» Written problem: Count the lines in the records below that contain the word "combine". Reply with that number alone.

==== Extracted information

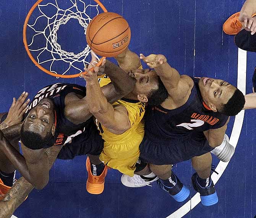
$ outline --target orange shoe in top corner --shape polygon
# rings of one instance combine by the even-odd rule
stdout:
[[[231,15],[224,23],[223,31],[228,35],[236,35],[242,29],[242,24],[238,20],[240,12],[237,12]]]
[[[88,178],[86,182],[86,189],[91,194],[98,195],[103,192],[105,178],[107,173],[107,167],[105,165],[104,170],[99,176],[93,176],[91,170],[91,163],[89,158],[86,159],[86,170]]]
[[[5,185],[0,179],[0,200],[2,200],[3,199],[5,195],[11,188],[11,187]]]
[[[228,35],[236,35],[242,29],[242,24],[238,20],[240,12],[237,12],[229,17],[223,24],[223,31]],[[254,14],[251,16],[253,18],[256,15]]]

========

» Response for this exercise: 1